What you will do -> Find the line containing "grass strip, which". Return it and every line after it, unchanged, up to and including the last line.

──────── Material to process

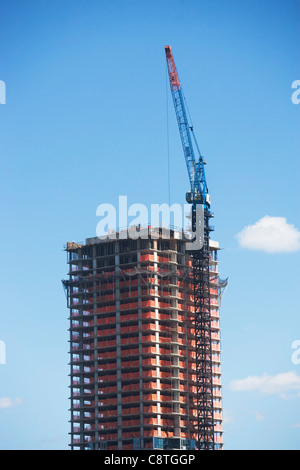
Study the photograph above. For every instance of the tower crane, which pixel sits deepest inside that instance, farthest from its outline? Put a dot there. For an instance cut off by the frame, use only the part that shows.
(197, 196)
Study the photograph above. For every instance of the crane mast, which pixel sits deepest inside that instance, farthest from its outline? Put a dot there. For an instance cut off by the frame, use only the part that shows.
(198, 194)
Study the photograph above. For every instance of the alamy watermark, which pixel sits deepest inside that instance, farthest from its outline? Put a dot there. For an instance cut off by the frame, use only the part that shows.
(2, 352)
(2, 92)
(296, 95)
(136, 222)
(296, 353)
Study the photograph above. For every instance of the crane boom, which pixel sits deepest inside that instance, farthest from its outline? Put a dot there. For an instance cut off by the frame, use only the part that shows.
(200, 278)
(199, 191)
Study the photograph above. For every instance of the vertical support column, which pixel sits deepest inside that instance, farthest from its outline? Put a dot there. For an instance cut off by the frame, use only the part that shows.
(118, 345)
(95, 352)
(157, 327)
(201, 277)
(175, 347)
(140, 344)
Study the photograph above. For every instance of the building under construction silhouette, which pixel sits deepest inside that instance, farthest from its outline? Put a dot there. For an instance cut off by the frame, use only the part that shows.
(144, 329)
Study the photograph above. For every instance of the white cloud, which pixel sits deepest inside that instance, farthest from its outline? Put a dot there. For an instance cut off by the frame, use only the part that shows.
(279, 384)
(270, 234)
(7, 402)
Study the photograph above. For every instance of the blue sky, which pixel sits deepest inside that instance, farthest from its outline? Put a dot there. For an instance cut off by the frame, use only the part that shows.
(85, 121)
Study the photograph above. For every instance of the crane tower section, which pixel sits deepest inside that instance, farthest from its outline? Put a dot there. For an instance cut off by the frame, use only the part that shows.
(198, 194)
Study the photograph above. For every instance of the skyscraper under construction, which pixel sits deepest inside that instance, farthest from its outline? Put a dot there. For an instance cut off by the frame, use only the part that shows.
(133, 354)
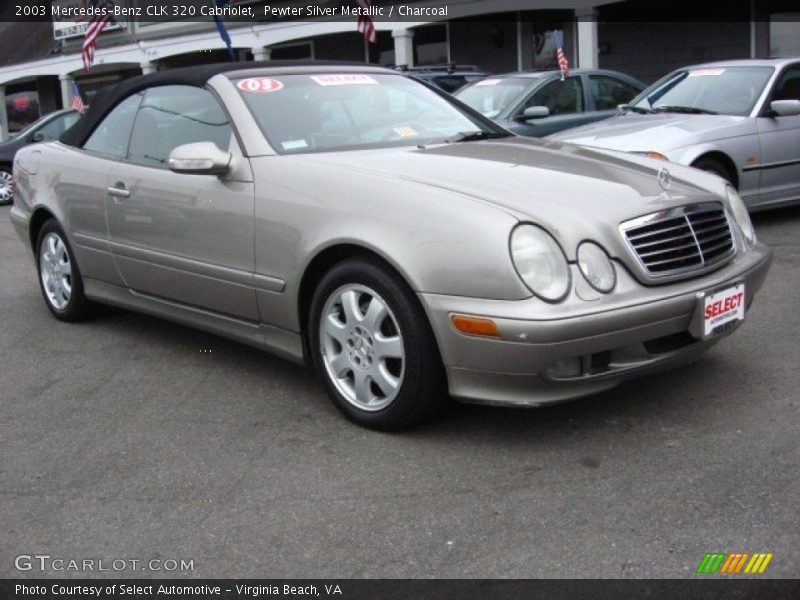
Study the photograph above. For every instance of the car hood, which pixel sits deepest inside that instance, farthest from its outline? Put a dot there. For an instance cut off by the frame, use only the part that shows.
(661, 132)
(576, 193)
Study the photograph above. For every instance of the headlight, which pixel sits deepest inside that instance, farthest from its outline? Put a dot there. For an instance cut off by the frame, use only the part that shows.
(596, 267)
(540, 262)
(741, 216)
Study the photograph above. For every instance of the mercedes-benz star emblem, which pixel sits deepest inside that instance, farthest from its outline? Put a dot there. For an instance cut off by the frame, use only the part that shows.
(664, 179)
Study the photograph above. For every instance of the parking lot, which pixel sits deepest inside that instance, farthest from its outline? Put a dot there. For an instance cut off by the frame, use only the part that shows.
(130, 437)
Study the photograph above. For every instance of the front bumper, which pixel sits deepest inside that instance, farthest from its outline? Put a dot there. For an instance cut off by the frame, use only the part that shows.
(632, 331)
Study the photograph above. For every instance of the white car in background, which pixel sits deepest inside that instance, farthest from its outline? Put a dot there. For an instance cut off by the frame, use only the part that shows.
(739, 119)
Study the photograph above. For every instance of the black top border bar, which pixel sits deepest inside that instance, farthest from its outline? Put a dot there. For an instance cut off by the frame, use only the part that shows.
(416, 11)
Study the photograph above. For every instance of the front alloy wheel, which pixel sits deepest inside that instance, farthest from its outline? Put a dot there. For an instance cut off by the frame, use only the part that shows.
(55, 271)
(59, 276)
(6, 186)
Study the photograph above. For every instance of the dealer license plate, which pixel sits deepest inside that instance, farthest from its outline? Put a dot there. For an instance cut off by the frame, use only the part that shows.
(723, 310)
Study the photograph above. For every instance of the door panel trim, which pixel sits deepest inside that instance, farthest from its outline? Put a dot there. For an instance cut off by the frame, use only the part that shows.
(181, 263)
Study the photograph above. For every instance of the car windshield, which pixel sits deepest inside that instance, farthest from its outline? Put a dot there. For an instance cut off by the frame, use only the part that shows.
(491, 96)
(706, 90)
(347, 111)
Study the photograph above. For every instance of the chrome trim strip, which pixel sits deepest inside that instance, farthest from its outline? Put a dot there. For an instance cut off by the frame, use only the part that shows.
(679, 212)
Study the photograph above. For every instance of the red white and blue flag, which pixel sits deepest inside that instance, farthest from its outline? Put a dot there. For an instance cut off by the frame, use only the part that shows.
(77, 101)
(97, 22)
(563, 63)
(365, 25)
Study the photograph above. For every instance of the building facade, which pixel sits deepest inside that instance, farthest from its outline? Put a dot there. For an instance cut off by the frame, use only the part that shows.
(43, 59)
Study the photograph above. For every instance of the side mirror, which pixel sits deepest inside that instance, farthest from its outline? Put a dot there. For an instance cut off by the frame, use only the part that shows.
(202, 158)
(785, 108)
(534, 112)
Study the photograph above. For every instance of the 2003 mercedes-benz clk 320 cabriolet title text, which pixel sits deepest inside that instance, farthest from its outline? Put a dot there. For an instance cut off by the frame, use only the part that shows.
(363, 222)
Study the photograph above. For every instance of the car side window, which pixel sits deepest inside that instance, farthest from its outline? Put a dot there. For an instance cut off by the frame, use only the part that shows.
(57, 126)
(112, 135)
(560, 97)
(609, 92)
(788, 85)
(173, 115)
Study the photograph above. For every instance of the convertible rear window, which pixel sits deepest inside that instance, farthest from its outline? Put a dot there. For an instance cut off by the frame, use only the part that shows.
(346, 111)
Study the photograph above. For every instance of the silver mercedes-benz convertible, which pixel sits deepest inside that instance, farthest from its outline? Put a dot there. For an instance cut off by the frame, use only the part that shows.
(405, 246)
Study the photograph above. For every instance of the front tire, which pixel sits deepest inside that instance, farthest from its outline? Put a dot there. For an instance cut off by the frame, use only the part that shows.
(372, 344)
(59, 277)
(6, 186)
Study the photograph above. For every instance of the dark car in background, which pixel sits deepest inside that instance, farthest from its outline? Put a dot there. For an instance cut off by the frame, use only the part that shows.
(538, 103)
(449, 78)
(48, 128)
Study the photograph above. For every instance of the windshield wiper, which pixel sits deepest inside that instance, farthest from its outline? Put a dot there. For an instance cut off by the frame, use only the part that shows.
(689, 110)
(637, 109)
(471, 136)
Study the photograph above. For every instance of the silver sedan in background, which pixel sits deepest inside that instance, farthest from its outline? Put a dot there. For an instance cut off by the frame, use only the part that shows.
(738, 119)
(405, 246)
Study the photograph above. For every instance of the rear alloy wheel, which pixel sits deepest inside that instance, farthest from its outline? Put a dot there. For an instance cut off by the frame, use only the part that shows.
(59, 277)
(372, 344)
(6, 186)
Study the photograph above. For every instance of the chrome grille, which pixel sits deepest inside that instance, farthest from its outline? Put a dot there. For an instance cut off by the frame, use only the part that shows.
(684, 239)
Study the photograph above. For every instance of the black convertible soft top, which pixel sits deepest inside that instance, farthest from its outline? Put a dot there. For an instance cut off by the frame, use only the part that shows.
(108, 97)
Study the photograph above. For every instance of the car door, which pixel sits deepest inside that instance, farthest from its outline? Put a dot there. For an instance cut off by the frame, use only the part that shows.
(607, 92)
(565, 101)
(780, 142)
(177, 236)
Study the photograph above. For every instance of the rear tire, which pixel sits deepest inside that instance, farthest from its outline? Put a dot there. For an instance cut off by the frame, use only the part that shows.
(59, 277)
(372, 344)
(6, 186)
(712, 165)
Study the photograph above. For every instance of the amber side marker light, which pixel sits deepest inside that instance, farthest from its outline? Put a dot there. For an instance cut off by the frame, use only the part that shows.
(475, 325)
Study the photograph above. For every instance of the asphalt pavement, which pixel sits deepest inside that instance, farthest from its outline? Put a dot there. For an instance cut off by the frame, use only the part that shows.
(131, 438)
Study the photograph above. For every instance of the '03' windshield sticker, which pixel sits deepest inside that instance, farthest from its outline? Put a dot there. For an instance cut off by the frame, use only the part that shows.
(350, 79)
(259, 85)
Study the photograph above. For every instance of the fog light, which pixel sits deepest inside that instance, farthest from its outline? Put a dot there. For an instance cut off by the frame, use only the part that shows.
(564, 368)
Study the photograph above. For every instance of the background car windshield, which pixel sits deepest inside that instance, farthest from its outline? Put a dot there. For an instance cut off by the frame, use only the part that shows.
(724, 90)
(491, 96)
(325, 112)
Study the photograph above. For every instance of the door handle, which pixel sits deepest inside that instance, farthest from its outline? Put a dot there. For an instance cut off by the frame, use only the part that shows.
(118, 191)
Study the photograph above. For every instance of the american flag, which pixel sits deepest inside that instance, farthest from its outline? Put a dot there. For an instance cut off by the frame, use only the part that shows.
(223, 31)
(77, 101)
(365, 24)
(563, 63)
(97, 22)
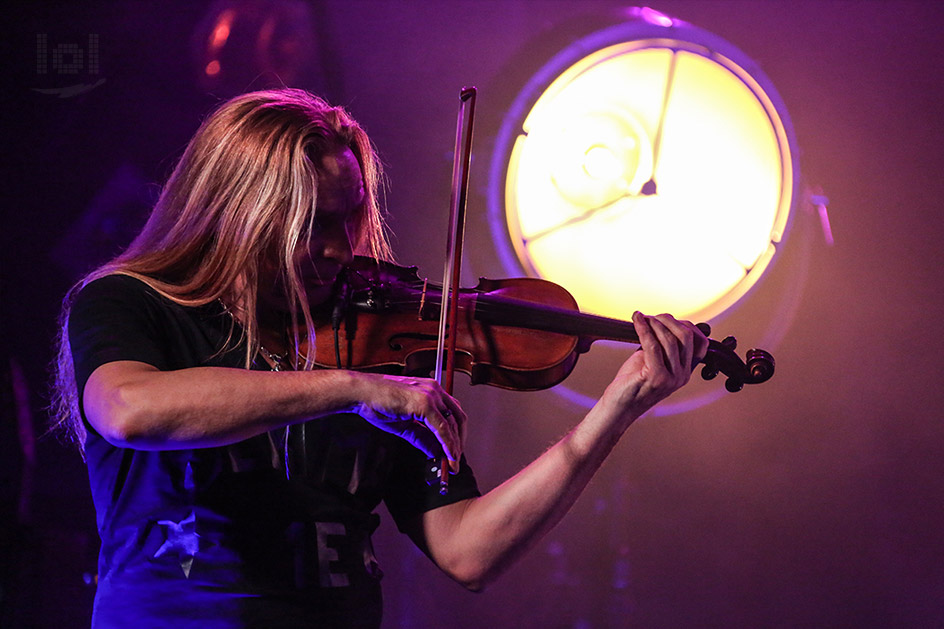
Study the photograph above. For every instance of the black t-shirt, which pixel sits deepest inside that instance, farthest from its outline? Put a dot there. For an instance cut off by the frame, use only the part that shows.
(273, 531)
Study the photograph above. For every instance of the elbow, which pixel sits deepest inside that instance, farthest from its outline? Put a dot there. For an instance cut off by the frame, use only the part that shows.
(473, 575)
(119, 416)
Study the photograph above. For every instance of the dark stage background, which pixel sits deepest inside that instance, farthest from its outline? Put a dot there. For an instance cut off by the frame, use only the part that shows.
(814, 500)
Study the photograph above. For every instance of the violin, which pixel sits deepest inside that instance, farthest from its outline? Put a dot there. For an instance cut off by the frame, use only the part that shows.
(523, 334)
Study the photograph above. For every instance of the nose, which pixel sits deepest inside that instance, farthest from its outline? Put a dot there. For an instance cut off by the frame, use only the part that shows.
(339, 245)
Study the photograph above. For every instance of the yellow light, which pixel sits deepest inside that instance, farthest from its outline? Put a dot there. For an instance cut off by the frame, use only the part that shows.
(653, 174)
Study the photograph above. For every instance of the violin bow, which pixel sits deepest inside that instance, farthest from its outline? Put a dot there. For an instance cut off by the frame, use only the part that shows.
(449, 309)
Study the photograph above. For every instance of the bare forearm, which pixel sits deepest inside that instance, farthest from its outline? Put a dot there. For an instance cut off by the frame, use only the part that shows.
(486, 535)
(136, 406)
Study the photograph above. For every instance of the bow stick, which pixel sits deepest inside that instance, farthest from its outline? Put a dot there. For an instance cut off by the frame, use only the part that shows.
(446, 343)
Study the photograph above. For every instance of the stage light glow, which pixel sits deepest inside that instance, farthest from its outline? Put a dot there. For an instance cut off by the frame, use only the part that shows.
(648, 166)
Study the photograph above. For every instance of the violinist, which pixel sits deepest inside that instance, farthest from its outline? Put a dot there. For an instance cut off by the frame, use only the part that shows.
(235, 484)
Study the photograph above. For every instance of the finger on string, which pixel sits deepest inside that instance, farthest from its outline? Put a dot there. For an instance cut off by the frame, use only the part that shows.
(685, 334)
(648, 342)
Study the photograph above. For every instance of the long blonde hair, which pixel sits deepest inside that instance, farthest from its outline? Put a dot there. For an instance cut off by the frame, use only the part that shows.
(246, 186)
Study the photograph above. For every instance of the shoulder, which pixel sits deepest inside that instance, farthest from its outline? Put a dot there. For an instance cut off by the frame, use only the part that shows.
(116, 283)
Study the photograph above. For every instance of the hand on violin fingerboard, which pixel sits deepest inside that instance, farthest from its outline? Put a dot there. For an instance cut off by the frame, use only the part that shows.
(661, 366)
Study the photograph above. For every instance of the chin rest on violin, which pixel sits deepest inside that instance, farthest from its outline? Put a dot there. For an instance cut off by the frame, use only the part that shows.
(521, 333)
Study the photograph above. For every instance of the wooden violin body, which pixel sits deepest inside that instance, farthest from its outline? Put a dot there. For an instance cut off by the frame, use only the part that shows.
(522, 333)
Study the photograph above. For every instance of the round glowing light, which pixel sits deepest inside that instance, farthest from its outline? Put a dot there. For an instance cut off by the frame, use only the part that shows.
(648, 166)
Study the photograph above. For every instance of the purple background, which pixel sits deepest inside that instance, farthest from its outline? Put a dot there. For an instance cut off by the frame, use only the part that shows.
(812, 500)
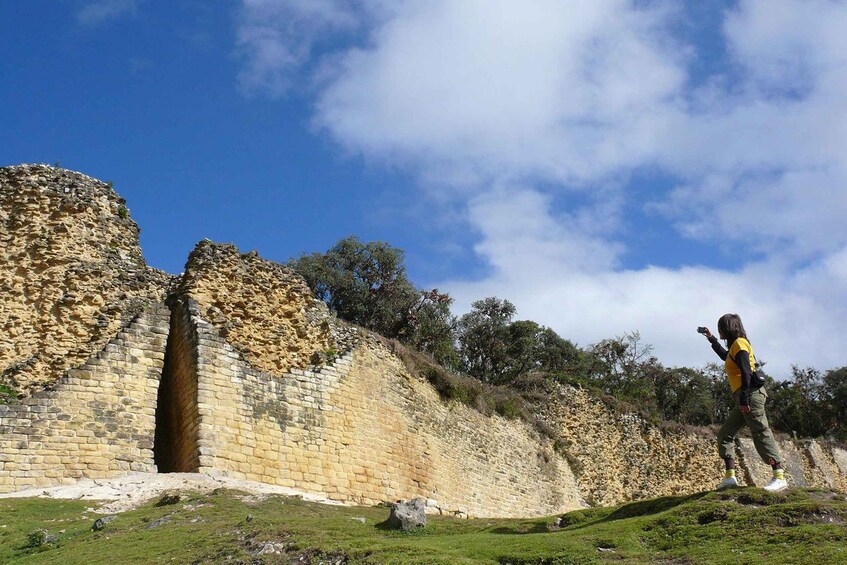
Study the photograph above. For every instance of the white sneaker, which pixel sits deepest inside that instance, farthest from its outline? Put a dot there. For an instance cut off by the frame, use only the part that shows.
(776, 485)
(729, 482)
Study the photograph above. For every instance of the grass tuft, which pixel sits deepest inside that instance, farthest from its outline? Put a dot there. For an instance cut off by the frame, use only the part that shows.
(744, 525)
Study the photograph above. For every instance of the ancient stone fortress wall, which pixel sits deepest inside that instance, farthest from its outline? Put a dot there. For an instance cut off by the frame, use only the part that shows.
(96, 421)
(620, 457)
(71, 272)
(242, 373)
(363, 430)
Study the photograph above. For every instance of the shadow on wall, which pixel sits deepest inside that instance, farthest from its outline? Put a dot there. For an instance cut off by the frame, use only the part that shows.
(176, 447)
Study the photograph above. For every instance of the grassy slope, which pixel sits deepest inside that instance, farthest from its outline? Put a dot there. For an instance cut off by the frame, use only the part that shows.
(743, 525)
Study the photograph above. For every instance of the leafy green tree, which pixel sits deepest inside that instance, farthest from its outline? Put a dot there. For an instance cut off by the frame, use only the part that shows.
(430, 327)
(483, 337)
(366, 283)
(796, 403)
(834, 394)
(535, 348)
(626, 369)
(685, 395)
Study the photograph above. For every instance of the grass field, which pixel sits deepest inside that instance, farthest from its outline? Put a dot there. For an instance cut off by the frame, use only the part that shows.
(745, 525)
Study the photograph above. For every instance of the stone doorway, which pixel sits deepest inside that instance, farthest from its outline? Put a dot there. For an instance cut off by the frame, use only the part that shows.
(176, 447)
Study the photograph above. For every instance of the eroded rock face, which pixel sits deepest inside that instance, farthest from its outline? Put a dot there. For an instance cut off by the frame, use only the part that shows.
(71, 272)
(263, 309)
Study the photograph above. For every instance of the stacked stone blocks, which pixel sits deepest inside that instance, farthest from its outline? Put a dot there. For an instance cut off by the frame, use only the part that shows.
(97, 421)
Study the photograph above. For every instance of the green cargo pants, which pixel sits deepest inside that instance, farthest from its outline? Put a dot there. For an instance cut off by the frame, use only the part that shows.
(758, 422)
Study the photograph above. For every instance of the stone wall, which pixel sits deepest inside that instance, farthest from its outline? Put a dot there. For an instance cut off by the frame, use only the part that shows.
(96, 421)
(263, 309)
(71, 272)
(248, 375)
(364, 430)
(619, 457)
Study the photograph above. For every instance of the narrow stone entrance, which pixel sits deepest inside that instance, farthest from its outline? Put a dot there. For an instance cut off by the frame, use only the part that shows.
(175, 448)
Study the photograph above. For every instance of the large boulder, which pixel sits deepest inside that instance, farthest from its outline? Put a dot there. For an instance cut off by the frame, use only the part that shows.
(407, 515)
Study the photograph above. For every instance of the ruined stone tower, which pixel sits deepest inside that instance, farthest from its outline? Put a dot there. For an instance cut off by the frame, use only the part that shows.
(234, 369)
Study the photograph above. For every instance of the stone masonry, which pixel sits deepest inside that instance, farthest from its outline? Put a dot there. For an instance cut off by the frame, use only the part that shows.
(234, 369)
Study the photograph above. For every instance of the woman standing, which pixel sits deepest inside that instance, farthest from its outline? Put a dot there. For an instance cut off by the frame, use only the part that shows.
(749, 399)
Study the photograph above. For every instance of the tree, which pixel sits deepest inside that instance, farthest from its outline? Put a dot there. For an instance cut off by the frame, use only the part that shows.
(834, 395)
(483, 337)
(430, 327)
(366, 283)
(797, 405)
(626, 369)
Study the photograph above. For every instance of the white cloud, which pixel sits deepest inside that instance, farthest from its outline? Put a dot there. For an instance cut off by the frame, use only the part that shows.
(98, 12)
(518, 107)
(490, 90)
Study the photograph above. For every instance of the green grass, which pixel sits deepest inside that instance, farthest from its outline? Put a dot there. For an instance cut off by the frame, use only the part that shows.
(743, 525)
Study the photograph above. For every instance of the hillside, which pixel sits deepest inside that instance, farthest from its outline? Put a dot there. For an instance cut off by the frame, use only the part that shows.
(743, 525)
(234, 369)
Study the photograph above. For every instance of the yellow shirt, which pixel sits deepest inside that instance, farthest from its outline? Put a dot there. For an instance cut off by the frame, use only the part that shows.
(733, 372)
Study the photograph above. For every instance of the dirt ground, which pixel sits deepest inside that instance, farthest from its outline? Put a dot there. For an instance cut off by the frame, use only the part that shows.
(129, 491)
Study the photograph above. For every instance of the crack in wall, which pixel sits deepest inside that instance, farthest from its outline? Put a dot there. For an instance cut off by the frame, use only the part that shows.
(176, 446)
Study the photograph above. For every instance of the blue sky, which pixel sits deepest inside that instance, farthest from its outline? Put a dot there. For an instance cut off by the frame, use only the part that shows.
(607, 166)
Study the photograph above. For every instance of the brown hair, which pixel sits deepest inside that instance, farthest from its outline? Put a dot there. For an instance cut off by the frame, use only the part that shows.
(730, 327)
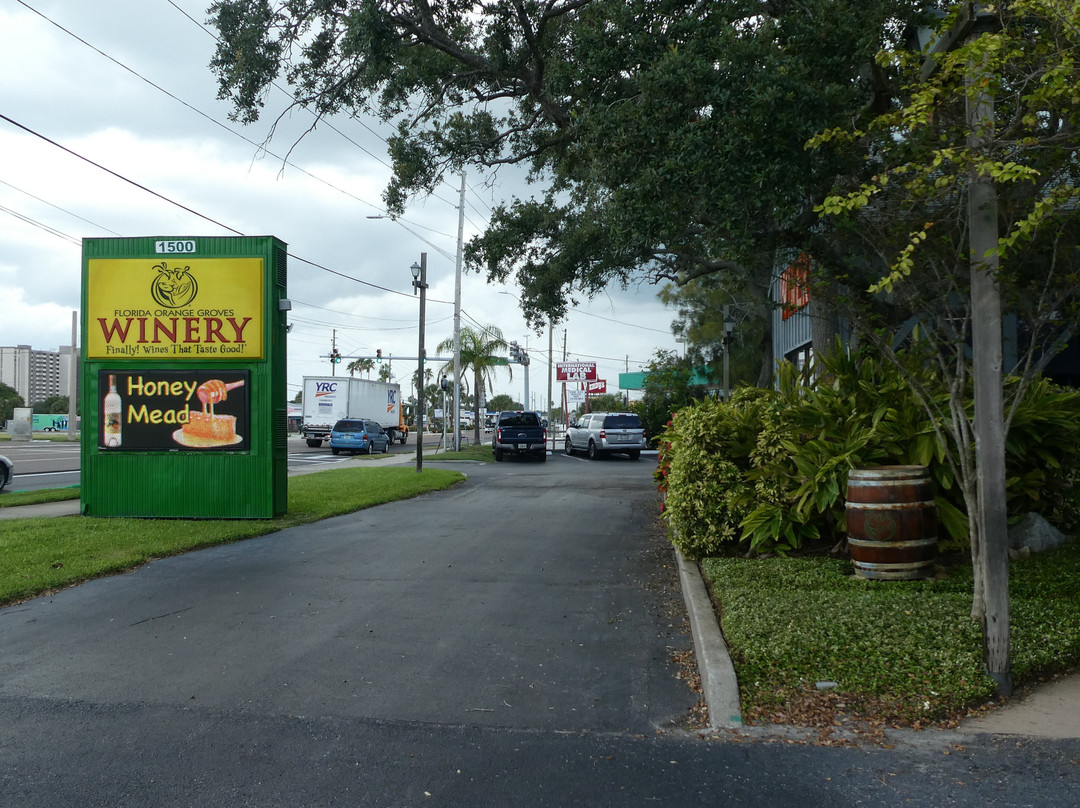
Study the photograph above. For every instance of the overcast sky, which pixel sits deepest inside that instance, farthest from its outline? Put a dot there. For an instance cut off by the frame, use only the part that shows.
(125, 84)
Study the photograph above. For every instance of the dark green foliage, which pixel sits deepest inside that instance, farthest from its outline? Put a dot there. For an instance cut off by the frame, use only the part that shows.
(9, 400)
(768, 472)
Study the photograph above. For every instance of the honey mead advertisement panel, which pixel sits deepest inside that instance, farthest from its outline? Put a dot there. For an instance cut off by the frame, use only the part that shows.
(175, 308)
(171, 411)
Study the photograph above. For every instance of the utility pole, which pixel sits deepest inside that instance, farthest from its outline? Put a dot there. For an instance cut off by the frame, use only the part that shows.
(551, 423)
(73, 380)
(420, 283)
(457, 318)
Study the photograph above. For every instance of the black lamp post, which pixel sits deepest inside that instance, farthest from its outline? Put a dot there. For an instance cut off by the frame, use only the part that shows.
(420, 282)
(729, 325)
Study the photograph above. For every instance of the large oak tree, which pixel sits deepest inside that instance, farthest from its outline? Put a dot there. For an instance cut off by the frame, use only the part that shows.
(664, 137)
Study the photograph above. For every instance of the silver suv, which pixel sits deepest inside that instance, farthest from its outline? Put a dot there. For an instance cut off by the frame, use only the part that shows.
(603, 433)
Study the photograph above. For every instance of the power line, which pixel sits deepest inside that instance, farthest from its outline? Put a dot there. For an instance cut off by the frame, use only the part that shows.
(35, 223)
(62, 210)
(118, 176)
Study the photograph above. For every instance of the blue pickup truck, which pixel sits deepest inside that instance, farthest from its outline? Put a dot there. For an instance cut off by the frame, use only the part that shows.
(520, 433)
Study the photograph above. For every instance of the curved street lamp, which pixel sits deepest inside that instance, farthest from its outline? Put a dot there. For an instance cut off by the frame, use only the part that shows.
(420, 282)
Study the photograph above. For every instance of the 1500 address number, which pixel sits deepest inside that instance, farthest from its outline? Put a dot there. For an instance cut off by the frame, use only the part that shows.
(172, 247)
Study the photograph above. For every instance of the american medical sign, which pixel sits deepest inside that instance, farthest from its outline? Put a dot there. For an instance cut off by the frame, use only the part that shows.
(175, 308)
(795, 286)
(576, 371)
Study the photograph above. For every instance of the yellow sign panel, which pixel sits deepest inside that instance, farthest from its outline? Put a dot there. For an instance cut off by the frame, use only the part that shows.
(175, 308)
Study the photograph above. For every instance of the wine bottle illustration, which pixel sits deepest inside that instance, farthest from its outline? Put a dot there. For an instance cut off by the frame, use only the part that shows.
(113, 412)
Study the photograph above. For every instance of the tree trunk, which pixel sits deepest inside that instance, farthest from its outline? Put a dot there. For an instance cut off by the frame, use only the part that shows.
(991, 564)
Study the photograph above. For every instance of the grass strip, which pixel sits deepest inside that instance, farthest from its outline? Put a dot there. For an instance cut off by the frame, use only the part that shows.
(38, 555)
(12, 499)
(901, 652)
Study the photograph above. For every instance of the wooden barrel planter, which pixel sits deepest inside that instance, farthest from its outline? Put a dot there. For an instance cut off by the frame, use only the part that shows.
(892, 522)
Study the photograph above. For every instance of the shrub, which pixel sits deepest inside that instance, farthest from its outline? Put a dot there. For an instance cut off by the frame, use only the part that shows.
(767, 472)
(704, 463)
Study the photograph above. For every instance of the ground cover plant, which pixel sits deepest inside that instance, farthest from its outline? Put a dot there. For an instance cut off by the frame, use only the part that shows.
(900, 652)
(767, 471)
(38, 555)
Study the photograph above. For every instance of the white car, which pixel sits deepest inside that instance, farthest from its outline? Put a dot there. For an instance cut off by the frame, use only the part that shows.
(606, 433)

────────────────

Final result ->
Study the photograph above. For every instance of the grass strip, which pixel sits deepest inside that instance, farthest from its outline? Put a dot there. For an instance cut off by the frame, use only the part that shows.
(38, 555)
(12, 499)
(901, 652)
Study the photograph above. For every instance of the wooden barrel planter, which pixel sits deepest inside that instance, farthest from its outline? Put a dot there. For an instance cut off by the frame, use only the part that shows.
(892, 522)
Study the photograph above. For every instance of the shrub, which pixel sits deepest inside that instance, farthest from its outline? Put a dot there. For an instance cut off by the frame, use only the part that shows.
(767, 472)
(704, 463)
Study the photograph above. For every instance of the ground cover plant, which pixel sits deepest inside that instance, farthest from its outline? Put a dot there. For an instance cut off by the frame, use only the part that shows.
(900, 652)
(767, 471)
(38, 555)
Study the photograph above. For every instance of the white car, which pixel sits deepest inside that instance, farthest from its outline? Put a dot there. For an instance cut off by the frame, use only the part that shows.
(606, 433)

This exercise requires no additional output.